Labeled contour entries:
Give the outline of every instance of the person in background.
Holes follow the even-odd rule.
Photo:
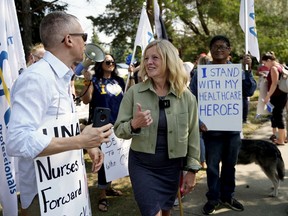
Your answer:
[[[190,76],[192,76],[190,79],[192,80],[194,74],[197,75],[197,66],[198,65],[206,65],[211,60],[212,60],[212,57],[211,57],[210,52],[208,53],[208,55],[206,55],[205,53],[201,53],[199,58],[198,58],[197,64],[193,68],[194,72],[190,74]],[[192,83],[190,82],[190,84],[191,85],[189,85],[189,87],[190,87],[190,89],[192,89]],[[195,95],[195,96],[197,97],[197,95]],[[200,129],[200,163],[201,163],[202,169],[205,169],[206,168],[205,144],[204,144],[204,140],[202,137],[202,133],[207,131],[207,127],[200,119],[199,119],[199,129]]]
[[[112,133],[111,124],[100,128],[89,125],[79,135],[71,137],[53,137],[38,131],[47,120],[59,124],[58,117],[76,115],[69,92],[71,65],[82,61],[87,34],[75,16],[52,12],[41,21],[40,37],[46,50],[43,59],[28,67],[11,91],[12,110],[6,145],[9,155],[19,157],[22,213],[33,216],[40,216],[34,158],[87,149],[93,163],[92,171],[96,172],[103,163],[103,153],[98,147],[108,142]]]
[[[208,64],[231,64],[227,61],[231,52],[230,41],[216,35],[210,41],[212,61]],[[194,95],[198,94],[197,74],[190,83]],[[202,208],[205,215],[213,214],[222,204],[235,211],[243,211],[243,205],[234,198],[235,166],[241,146],[240,131],[210,131],[202,133],[207,164],[207,202]],[[221,171],[220,171],[221,162]]]
[[[114,129],[117,137],[132,138],[128,169],[141,215],[168,216],[183,166],[183,195],[193,190],[201,168],[197,103],[168,40],[147,45],[140,73],[143,82],[125,93]]]
[[[27,67],[42,59],[44,53],[45,49],[42,43],[37,43],[32,46],[28,56]]]
[[[256,75],[259,76],[258,89],[259,97],[257,102],[256,118],[261,118],[262,115],[269,115],[267,109],[265,109],[264,98],[267,94],[268,81],[267,76],[269,73],[269,68],[265,67],[263,64],[258,67]]]
[[[283,110],[287,102],[287,93],[282,92],[278,88],[278,80],[282,73],[282,65],[277,61],[273,51],[267,52],[262,56],[262,64],[269,69],[267,76],[268,81],[268,92],[264,99],[264,103],[269,102],[274,105],[271,116],[272,136],[270,139],[276,145],[284,145],[286,132],[285,124],[283,120]],[[276,132],[278,129],[278,137]]]
[[[242,79],[242,101],[243,101],[243,113],[242,122],[244,124],[249,123],[248,113],[249,113],[249,100],[254,91],[257,88],[257,83],[254,80],[252,73],[252,58],[250,54],[246,54],[241,59],[243,68],[243,79]]]
[[[111,54],[106,54],[102,62],[97,62],[94,71],[92,77],[89,71],[84,72],[83,92],[86,93],[81,97],[84,104],[89,103],[88,123],[93,120],[95,107],[106,107],[111,110],[109,122],[114,124],[125,90],[124,79],[118,76],[116,62]],[[111,182],[106,181],[104,165],[98,172],[98,188],[100,189],[98,209],[107,212],[109,204],[106,196],[121,196],[122,192],[113,189]]]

AIM:
Display every line of the data above that contains the string "person", matching case exactly.

FULL OUTPUT:
Give the outline of every instance of the person in background.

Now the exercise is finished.